### Text shown
╔══

AUTHOR’S NOTE: Manifest frivolity is now the test for summary dismissal of applications. Beyond being perhaps the most definitive statement from the Supreme Court that law cannot be fun, the standard is meant to prevent summary dismissal of applications that have a chance of success with a proper evidentiary foundation. There can be little debate with the Court’s conclusion that having hearings to determine if you would have hearings about what the evidence at a trial would be allowed to be could be a waste of everyone’s time. However, while the benefit of fulsome arguments on the merits of any application is apparent, the second portion of this decision appears to be a real potential can of worms. The Court’s open door invitation for trial judges to determine the format of any voir dires may end up driving unreviewable discretionary decisions that limit the full hearing of evidence on voir dires. Judges may agree to voir dires, but prevent viva voce testimony on the voir dires effectively barring defence from using examination to discover further wrong-doing by the state. The devil will be in the details here as the Supreme Court has simply opened the door but has laid out very little guidance on how judges should determine the appropriate format for the particular voir dire. The almost infinite variety of voir dires will mean there will remains significant uncertainty in what format any particular judge will allow. 

I. Overview

[1] In this appeal the Court addresses the standard to be applied in criminal cases when judges are asked to summarily dismiss an application without hearing it on its merits. Specifically, when is it appropriate to summarily dismiss an application for a stay of proceedings for abuse of process?

[3] As a result, an application in a criminal proceeding, including for a stay of proceedings for abuse of process, should only be summarily dismissed if the application is “manifestly frivolous”. This threshold best preserves fair trials, protects the accused’s right to full answer and defence, and ensures efficient court proceedings….

[4] In the case at bar, Mr. Johnston and Mr. Haevischer applied for stays of proceedings based on abuse of process; the Crown, in turn, asked for and was granted summary dismissal of the stay applications. Based on the trial judge’s own findings, Mr. Johnston’s and Mr. Haevischer’s applications for a stay of proceedings were not manifestly frivolous. I agree with the Court of Appeal for British Columbia that it was an error to summarily dismiss them. Accordingly, I dismiss the appeal….

╚══

### Mask labeling examples
╔══

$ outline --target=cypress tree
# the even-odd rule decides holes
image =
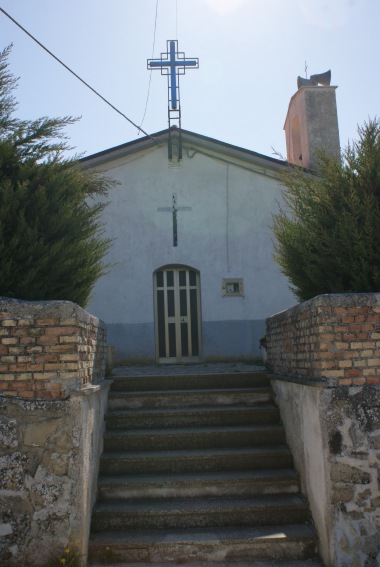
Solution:
[[[64,157],[75,119],[14,117],[9,53],[0,54],[0,295],[84,307],[107,270],[100,217],[113,183]]]
[[[319,156],[317,175],[283,176],[273,217],[275,259],[301,301],[380,291],[380,121],[358,128],[342,161]]]

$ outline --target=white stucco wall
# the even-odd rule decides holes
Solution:
[[[222,352],[226,344],[240,342],[241,352],[230,356],[258,355],[264,319],[294,304],[272,259],[277,179],[202,153],[191,158],[186,151],[182,167],[170,169],[165,144],[100,169],[120,183],[104,212],[106,234],[115,238],[108,258],[114,266],[97,283],[89,310],[107,323],[111,340],[125,333],[124,342],[130,337],[136,343],[136,358],[154,358],[153,273],[183,264],[200,272],[204,354],[219,356],[219,337]],[[158,211],[171,207],[173,193],[178,208],[192,209],[178,212],[177,247],[172,214]],[[222,278],[234,277],[244,278],[244,297],[223,298]],[[229,329],[235,335],[231,343]]]

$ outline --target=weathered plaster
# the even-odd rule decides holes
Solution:
[[[0,563],[38,567],[76,543],[84,556],[108,385],[60,401],[0,398]]]

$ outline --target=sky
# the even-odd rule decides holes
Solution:
[[[148,134],[168,127],[168,101],[166,77],[148,71],[147,59],[172,39],[199,58],[180,77],[182,127],[198,134],[286,156],[297,77],[328,69],[342,147],[379,114],[379,0],[0,0],[0,8]],[[1,49],[13,44],[19,118],[81,117],[67,134],[82,156],[144,136],[2,12],[0,37]]]

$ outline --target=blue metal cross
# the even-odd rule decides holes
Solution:
[[[185,59],[185,54],[178,51],[178,41],[169,40],[167,52],[161,53],[161,59],[148,59],[148,69],[161,69],[162,75],[170,75],[170,99],[172,110],[177,109],[177,76],[185,73],[185,68],[198,69],[199,60]],[[166,57],[166,59],[165,59]],[[181,72],[182,71],[182,72]]]

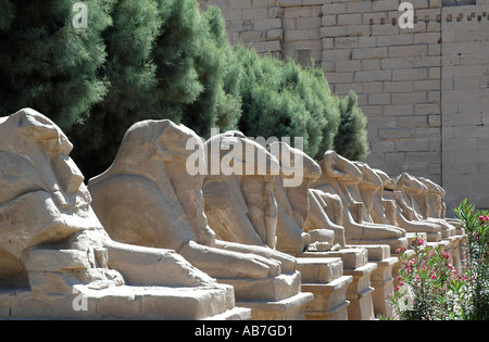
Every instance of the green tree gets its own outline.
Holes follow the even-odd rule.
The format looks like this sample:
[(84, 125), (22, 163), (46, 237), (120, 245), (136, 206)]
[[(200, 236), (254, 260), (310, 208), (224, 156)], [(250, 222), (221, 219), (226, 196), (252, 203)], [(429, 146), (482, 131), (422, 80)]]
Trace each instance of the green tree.
[(0, 1), (0, 115), (30, 106), (67, 130), (103, 99), (112, 1), (84, 1), (87, 28), (73, 25), (75, 2)]
[(103, 33), (109, 91), (70, 132), (76, 145), (73, 159), (86, 177), (110, 166), (134, 123), (165, 114), (158, 106), (156, 65), (151, 56), (162, 24), (156, 2), (118, 0), (110, 14), (113, 25)]
[(361, 161), (368, 154), (366, 116), (359, 107), (354, 91), (339, 103), (341, 122), (335, 137), (335, 151), (352, 161)]
[(302, 137), (304, 152), (313, 157), (334, 148), (339, 101), (321, 69), (259, 56), (242, 46), (236, 53), (243, 65), (239, 129), (244, 135), (290, 137), (292, 144), (294, 137)]

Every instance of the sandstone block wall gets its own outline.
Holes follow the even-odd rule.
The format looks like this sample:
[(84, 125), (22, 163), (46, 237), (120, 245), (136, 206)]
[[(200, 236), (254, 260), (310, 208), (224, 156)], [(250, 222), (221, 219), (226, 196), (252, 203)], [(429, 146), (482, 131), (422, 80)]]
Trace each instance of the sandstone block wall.
[(223, 10), (231, 41), (279, 59), (309, 48), (336, 94), (354, 90), (371, 166), (489, 207), (488, 0), (412, 0), (414, 28), (398, 25), (403, 0), (200, 2)]

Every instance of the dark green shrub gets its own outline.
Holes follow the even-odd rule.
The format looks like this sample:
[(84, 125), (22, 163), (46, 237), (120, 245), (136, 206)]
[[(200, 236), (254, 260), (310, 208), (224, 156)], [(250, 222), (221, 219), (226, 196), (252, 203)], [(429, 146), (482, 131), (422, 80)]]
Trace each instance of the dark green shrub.
[(75, 2), (0, 2), (1, 116), (30, 106), (67, 130), (103, 99), (101, 33), (111, 23), (112, 3), (84, 1), (88, 27), (75, 28)]
[(359, 99), (353, 91), (341, 99), (339, 104), (341, 123), (335, 137), (335, 150), (342, 156), (361, 161), (368, 153), (366, 116), (359, 107)]

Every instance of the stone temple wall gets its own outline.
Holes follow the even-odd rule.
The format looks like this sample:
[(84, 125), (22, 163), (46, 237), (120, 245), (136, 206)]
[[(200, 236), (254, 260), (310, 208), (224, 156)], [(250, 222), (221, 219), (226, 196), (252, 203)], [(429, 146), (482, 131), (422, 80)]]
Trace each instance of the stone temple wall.
[(297, 59), (309, 49), (338, 96), (350, 89), (368, 117), (366, 159), (489, 207), (489, 1), (200, 0), (222, 9), (231, 42)]

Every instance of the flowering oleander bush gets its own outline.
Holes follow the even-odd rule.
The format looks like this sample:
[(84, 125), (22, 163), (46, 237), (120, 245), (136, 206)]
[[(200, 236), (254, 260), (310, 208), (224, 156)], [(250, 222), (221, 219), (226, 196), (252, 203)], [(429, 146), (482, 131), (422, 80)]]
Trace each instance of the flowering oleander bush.
[(460, 275), (440, 246), (418, 236), (412, 250), (399, 250), (397, 287), (387, 299), (393, 318), (405, 320), (489, 318), (489, 213), (464, 200), (454, 210), (466, 231), (466, 267)]

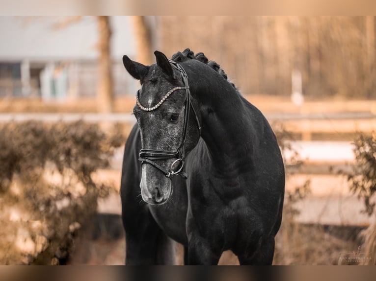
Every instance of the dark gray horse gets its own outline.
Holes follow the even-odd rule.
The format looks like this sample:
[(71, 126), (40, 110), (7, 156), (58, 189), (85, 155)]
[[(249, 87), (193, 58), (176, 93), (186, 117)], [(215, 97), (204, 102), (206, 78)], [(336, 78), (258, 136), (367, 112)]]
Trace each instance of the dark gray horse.
[(285, 172), (270, 125), (202, 53), (155, 54), (151, 66), (123, 58), (141, 85), (121, 179), (126, 264), (172, 262), (171, 239), (186, 264), (227, 250), (271, 264)]

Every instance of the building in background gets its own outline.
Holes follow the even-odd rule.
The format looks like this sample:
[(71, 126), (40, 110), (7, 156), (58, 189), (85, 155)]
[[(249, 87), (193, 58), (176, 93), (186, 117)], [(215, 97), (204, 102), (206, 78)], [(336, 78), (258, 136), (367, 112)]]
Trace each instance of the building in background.
[[(0, 97), (48, 101), (96, 95), (97, 23), (94, 17), (84, 17), (58, 28), (64, 18), (0, 17)], [(122, 61), (124, 54), (135, 55), (130, 20), (110, 20), (113, 94), (133, 94), (137, 84)]]

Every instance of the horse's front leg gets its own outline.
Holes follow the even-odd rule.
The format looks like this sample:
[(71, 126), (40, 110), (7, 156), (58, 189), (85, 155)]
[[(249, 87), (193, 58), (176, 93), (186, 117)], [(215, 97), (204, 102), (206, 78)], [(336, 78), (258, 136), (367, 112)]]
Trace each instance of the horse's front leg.
[(215, 250), (209, 239), (192, 234), (188, 242), (188, 264), (217, 264), (222, 254), (219, 252)]

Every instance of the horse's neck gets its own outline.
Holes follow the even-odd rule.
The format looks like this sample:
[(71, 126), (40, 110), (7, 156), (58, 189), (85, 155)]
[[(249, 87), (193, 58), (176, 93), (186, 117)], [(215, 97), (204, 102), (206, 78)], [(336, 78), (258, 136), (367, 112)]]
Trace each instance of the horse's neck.
[(219, 173), (230, 175), (249, 167), (253, 133), (244, 100), (223, 80), (201, 89), (197, 96), (203, 106), (201, 136), (210, 157)]

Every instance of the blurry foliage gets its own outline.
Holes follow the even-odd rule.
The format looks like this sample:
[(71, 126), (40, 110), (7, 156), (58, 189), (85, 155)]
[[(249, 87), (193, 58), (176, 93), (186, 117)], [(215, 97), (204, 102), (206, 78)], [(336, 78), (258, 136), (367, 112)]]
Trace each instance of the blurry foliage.
[[(350, 190), (364, 202), (362, 211), (369, 216), (375, 213), (376, 191), (376, 132), (370, 135), (358, 133), (353, 143), (355, 163), (352, 171), (345, 174), (350, 185)], [(376, 264), (376, 223), (371, 224), (359, 234), (363, 241), (362, 248), (373, 258), (365, 259), (362, 264)]]
[[(0, 127), (0, 264), (58, 264), (113, 189), (92, 178), (124, 137), (82, 121)], [(86, 225), (85, 225), (86, 224)]]
[(371, 136), (359, 133), (353, 145), (356, 162), (348, 180), (350, 190), (364, 201), (363, 211), (371, 215), (375, 206), (372, 199), (376, 192), (376, 133)]
[(375, 98), (376, 18), (161, 16), (160, 32), (165, 53), (204, 52), (243, 94), (289, 96), (297, 70), (307, 98)]

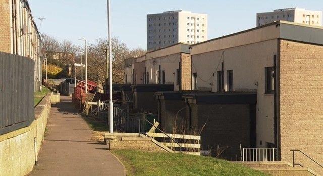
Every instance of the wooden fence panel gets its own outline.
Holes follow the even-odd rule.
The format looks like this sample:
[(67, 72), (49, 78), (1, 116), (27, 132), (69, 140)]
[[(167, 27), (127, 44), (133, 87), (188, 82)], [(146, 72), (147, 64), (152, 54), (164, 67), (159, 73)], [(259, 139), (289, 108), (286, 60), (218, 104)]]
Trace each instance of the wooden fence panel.
[(0, 135), (29, 126), (35, 118), (34, 64), (0, 52)]

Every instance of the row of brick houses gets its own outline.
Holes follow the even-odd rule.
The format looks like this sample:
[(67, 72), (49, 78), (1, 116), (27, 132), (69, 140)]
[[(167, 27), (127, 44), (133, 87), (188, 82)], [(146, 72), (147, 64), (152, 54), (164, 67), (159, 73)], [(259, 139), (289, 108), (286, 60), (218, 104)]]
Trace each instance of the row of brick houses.
[(27, 0), (0, 0), (0, 52), (35, 62), (35, 90), (41, 85), (41, 36)]
[(292, 162), (299, 149), (323, 162), (321, 27), (277, 21), (149, 52), (125, 68), (125, 103), (157, 113), (166, 132), (200, 132), (202, 152), (223, 147), (221, 157), (240, 160), (240, 145), (277, 148), (278, 160)]

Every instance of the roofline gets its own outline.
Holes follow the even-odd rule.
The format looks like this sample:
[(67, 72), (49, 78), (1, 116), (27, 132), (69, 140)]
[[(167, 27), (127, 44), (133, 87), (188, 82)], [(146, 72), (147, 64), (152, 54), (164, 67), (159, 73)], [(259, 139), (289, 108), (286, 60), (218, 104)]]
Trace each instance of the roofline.
[(155, 51), (157, 51), (161, 50), (162, 50), (162, 49), (166, 49), (166, 48), (169, 48), (169, 47), (172, 47), (172, 46), (176, 46), (176, 45), (179, 45), (179, 44), (183, 44), (183, 45), (188, 45), (188, 47), (190, 47), (190, 45), (189, 45), (189, 44), (188, 44), (187, 43), (184, 43), (184, 42), (179, 42), (179, 43), (176, 43), (176, 44), (173, 44), (173, 45), (170, 45), (170, 46), (168, 46), (165, 47), (164, 47), (164, 48), (159, 48), (159, 49), (156, 49), (156, 50), (155, 50), (150, 51), (147, 52), (146, 52), (146, 55), (147, 53), (152, 53), (152, 52), (155, 52)]
[(243, 31), (242, 31), (236, 32), (236, 33), (232, 33), (232, 34), (229, 34), (229, 35), (225, 35), (225, 36), (221, 36), (221, 37), (220, 37), (215, 38), (213, 38), (213, 39), (210, 39), (210, 40), (208, 40), (204, 41), (204, 42), (200, 42), (199, 43), (196, 43), (196, 44), (193, 44), (193, 45), (190, 45), (190, 47), (191, 47), (192, 46), (196, 46), (196, 45), (202, 44), (203, 44), (203, 43), (211, 42), (211, 41), (214, 41), (214, 40), (217, 40), (221, 39), (223, 39), (223, 38), (227, 38), (227, 37), (235, 36), (235, 35), (236, 35), (244, 33), (246, 33), (246, 32), (247, 32), (254, 31), (254, 30), (257, 30), (257, 29), (261, 29), (261, 28), (264, 28), (264, 27), (267, 27), (267, 26), (272, 26), (272, 25), (279, 25), (279, 24), (290, 24), (290, 25), (295, 25), (295, 26), (303, 26), (303, 27), (307, 27), (307, 28), (317, 28), (317, 29), (323, 29), (323, 27), (321, 27), (321, 26), (310, 26), (310, 25), (303, 24), (301, 24), (301, 23), (295, 23), (295, 22), (289, 22), (289, 21), (287, 21), (279, 20), (279, 21), (275, 21), (275, 22), (271, 23), (268, 23), (267, 24), (265, 24), (265, 25), (262, 25), (262, 26), (260, 26), (256, 27), (255, 27), (255, 28), (247, 29), (247, 30), (243, 30)]

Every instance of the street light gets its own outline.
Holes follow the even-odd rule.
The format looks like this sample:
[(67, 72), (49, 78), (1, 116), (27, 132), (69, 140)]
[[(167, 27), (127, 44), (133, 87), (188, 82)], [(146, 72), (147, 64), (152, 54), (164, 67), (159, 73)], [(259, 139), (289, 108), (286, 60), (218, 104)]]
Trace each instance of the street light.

╚══

### Problems to work on
**a)** In the judgment excerpt, what standard must an application in a criminal proceeding meet before it may be summarily dismissed?
**b)** According to paragraph [3] of the judgment excerpt, what benefits does the summary dismissal threshold provide? List all of them.
**c)** Rewrite the paragraph of the judgment excerpt beginning "[4] In the case at bar" as a brief list that keeps its main facts.

### Task-by-task outputs
**a)** It must be "manifestly frivolous."

**b)**
- Best preserves fair trials
- Protects the accused's right to full answer and defence
- Ensures efficient court proceedings

**c)**
- Mr. Johnston and Mr. Haevischer applied for stays of proceedings based on abuse of process.
- The Crown asked for summary dismissal of those applications, and it was granted.
- The trial judge's own findings show the applications were not manifestly frivolous.
- Agreeing with the Court of Appeal for British Columbia that the summary dismissal was an error, the Court dismisses the appeal.